** BEGIN INFORMATION SHOWN **

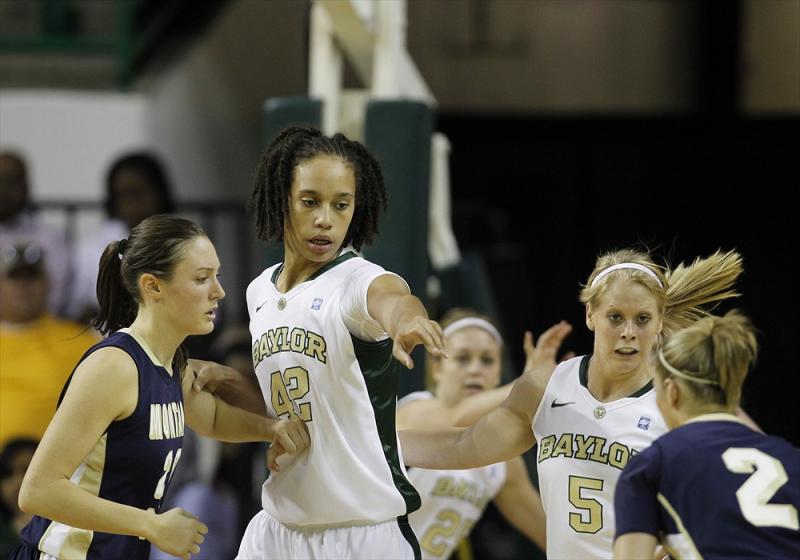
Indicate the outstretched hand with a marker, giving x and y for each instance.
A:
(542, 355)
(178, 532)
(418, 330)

** END INFORMATION SHOWN **
** BEGIN INFORMATION SHOWN **

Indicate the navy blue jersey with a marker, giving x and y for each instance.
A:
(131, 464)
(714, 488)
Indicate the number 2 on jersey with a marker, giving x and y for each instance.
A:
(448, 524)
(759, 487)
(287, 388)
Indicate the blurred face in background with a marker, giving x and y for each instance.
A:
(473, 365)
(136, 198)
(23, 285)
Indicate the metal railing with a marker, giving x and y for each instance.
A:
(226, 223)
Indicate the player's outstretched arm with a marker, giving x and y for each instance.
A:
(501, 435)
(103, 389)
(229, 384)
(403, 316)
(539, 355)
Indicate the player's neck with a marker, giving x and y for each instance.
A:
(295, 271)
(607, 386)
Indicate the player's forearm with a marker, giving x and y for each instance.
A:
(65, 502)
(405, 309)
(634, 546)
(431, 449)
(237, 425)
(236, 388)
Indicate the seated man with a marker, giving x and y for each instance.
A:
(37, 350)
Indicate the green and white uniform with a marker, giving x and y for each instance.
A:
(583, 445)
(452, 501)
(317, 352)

** END INFORMATION SHOWN **
** BEGIN INFORMATION SHOWN **

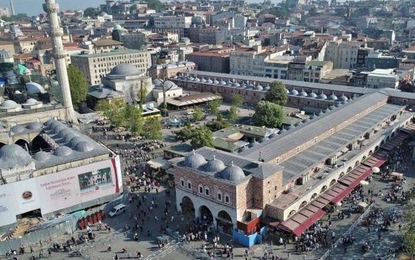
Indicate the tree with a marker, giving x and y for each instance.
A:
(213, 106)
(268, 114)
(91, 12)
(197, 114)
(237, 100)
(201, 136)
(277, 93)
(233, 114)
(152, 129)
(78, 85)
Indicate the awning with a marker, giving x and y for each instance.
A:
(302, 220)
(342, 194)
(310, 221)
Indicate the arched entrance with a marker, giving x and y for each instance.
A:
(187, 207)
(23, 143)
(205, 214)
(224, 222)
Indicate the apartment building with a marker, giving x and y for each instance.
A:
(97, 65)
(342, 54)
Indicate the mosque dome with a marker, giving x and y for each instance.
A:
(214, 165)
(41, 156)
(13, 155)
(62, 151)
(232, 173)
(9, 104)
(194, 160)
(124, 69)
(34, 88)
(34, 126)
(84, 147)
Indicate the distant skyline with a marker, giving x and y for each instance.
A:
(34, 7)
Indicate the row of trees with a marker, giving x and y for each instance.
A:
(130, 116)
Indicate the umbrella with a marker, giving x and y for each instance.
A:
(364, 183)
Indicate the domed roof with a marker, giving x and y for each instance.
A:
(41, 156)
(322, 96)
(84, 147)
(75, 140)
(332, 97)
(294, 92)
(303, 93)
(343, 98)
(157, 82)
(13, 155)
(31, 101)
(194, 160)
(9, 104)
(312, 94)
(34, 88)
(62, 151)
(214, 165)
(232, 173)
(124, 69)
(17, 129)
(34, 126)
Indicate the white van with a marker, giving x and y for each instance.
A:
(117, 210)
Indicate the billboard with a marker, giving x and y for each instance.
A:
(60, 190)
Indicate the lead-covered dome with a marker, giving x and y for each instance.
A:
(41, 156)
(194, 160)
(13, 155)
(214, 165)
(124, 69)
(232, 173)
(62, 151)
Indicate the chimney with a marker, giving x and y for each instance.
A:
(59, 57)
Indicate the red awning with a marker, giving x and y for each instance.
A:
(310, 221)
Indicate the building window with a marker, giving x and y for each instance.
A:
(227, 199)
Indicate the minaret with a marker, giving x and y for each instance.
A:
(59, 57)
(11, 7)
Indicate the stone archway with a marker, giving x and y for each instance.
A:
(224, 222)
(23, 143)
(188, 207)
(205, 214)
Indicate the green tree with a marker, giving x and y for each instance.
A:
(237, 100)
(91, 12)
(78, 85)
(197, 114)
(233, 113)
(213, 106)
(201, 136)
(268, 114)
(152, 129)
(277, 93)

** END INFORMATION SHOWN **

EXERCISE GOAL: How many lines in the listing above contain the string "player", with uppercase and lowercase treated as different? Reply with only that number.

TASK ANSWER: 3